** Records provided **

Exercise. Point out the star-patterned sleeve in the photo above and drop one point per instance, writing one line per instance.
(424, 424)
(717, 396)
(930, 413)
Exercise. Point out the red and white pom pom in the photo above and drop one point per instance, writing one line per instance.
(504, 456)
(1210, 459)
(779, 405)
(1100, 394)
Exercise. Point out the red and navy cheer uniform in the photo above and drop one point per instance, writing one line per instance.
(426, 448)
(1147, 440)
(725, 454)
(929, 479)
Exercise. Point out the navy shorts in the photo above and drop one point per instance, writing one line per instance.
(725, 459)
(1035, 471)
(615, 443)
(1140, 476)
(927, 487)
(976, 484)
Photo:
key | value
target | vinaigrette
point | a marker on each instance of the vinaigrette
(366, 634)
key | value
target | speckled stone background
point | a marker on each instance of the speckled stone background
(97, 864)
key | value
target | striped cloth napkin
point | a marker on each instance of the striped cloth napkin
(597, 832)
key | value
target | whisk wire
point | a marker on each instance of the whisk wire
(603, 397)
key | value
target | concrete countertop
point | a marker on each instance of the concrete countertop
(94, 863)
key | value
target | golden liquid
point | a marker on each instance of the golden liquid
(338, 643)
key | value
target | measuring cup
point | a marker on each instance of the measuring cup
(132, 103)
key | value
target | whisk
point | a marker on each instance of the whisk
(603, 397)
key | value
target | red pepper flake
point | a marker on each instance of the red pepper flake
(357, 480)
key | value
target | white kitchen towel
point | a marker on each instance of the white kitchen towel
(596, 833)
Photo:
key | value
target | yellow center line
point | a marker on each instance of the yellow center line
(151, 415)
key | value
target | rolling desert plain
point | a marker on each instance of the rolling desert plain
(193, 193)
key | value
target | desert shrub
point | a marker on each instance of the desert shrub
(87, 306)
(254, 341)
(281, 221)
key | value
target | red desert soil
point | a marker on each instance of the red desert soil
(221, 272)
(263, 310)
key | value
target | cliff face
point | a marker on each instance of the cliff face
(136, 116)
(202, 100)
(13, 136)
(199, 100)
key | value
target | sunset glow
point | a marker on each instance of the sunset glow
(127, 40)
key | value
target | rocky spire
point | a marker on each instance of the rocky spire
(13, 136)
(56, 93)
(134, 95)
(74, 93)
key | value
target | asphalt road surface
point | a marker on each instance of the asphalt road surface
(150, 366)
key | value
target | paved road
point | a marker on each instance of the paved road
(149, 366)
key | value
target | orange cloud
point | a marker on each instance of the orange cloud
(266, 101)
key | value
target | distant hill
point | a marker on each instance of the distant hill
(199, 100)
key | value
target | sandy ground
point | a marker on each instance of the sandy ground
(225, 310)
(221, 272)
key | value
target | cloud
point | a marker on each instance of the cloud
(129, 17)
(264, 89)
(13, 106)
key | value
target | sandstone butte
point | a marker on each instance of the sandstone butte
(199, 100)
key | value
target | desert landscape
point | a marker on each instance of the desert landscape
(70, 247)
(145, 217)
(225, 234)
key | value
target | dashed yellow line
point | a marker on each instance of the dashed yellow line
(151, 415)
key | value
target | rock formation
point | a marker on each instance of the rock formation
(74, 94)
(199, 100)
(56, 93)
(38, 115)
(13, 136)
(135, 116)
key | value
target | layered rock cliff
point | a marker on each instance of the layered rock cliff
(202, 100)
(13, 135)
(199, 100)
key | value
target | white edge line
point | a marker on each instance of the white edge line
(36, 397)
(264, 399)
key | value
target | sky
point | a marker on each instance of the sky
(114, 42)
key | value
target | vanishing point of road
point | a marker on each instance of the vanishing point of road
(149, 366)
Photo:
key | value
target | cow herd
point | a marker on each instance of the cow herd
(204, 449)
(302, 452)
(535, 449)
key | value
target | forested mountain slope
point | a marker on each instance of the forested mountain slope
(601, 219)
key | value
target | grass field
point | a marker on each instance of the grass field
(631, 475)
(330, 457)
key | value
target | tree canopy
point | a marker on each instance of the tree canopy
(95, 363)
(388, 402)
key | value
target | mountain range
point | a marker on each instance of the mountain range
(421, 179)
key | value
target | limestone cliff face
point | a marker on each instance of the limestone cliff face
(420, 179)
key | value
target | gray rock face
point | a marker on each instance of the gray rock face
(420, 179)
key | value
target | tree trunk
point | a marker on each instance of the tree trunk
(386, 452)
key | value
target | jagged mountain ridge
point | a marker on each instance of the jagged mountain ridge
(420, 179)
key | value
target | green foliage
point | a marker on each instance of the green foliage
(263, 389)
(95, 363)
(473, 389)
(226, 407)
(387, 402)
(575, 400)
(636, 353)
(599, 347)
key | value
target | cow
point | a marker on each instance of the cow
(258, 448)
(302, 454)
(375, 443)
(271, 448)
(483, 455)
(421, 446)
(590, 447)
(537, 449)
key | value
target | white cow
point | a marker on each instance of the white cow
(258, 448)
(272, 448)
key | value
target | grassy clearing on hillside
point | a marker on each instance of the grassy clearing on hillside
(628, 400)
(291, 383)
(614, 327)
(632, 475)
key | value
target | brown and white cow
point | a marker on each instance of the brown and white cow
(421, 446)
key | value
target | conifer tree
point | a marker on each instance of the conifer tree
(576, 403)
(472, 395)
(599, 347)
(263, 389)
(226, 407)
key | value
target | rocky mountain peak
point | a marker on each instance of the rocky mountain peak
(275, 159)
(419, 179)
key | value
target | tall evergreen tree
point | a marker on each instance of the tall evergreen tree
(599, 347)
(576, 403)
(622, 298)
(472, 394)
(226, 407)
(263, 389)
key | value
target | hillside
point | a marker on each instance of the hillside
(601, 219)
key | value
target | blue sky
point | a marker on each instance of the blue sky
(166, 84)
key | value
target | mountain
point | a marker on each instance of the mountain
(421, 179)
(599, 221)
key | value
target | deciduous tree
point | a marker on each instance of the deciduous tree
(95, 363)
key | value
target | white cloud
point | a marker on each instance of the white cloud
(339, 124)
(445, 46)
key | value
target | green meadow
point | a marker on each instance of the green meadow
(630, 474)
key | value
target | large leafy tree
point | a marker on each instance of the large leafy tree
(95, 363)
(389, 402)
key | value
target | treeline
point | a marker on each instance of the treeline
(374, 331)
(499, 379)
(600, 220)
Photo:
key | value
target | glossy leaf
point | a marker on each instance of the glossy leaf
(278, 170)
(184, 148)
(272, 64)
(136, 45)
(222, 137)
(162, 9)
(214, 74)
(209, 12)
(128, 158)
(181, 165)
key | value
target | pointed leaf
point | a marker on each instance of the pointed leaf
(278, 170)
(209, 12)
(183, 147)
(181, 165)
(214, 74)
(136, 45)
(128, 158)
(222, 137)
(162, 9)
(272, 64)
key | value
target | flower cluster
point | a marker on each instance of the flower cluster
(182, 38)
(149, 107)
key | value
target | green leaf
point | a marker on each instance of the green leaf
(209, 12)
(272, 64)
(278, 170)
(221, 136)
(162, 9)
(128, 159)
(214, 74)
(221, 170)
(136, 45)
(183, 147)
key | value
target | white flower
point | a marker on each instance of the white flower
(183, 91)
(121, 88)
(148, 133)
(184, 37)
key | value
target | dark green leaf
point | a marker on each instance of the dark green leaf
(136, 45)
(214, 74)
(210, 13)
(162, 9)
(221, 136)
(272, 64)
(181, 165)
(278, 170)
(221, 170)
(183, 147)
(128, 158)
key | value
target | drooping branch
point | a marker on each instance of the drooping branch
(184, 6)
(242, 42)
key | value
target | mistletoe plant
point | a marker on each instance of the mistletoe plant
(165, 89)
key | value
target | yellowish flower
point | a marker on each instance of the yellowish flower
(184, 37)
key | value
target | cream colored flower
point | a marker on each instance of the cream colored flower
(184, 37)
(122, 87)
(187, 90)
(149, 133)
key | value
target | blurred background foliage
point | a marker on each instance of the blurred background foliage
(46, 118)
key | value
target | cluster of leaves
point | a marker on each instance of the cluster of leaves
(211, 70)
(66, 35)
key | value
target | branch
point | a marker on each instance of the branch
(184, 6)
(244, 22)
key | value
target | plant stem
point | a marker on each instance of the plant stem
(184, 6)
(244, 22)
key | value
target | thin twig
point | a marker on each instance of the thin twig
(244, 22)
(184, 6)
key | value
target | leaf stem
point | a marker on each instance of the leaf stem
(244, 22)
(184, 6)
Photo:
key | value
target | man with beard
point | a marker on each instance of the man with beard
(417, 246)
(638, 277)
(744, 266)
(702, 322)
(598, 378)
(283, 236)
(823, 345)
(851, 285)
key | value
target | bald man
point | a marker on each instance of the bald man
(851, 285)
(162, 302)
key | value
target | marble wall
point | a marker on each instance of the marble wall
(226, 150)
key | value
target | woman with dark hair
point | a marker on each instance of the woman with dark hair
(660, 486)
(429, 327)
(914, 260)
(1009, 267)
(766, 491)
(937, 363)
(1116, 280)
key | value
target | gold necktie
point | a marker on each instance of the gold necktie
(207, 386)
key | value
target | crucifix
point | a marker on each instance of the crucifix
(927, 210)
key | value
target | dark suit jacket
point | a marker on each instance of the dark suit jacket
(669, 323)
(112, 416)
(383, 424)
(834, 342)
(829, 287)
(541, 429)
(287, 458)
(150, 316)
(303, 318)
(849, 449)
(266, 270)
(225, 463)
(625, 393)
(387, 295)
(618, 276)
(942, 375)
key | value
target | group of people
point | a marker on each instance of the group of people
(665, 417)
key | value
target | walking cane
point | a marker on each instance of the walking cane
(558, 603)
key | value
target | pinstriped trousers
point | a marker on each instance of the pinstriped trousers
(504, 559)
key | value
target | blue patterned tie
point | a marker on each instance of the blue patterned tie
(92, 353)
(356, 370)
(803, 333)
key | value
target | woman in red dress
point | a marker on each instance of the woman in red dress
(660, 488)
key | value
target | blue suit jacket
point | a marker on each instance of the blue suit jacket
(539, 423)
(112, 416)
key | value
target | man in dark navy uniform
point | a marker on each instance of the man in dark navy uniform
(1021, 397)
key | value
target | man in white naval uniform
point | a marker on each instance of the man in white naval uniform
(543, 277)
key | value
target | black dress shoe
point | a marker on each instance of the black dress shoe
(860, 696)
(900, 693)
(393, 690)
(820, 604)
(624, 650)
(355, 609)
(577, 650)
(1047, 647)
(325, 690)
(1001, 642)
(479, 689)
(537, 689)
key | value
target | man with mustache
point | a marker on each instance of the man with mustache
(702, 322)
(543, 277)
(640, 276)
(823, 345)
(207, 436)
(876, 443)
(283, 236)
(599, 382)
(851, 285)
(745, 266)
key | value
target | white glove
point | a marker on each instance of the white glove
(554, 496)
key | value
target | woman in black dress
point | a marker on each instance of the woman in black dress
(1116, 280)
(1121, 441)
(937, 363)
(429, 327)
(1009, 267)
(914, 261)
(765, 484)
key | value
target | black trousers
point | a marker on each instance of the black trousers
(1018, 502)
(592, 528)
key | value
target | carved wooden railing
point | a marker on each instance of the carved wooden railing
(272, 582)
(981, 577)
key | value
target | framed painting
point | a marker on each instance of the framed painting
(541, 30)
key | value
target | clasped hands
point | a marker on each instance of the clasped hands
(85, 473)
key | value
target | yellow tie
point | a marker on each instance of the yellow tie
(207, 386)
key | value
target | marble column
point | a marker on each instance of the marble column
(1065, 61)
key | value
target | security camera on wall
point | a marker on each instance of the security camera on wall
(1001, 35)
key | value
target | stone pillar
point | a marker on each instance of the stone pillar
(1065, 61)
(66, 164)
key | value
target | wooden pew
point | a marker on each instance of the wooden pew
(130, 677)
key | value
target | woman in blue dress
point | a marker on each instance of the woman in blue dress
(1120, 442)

** Work item **
The expected output is exactly the lines of the listing above between the line holding "point | a marker on each instance of the sunset" and the line holding "target | desert landscape", inclusive.

** Response to the exercise **
point | a marker on each instance of the sunset glow
(127, 40)
key | value
target | rocky spire
point | a marker on each instance of the rocky spire
(13, 136)
(56, 93)
(134, 95)
(74, 93)
key | value
target | asphalt road surface
point | a marker on each instance of the asphalt road surface
(150, 366)
key | value
target | paved road
point | a marker on each instance of the paved road
(149, 366)
key | value
target | orange cloud
point | a marker on each instance of the orange cloud
(266, 101)
key | value
target | distant hill
point | a marker on each instance of the distant hill
(199, 100)
key | value
target | sandy ground
point | a marker on each instance of the sandy ground
(225, 310)
(221, 272)
key | value
target | cloud
point | a marker on each instance of the cloud
(129, 17)
(264, 89)
(13, 106)
key | value
target | sandstone butte
point | a marker on each instance of the sandstone butte
(199, 100)
key | value
target | desert landscape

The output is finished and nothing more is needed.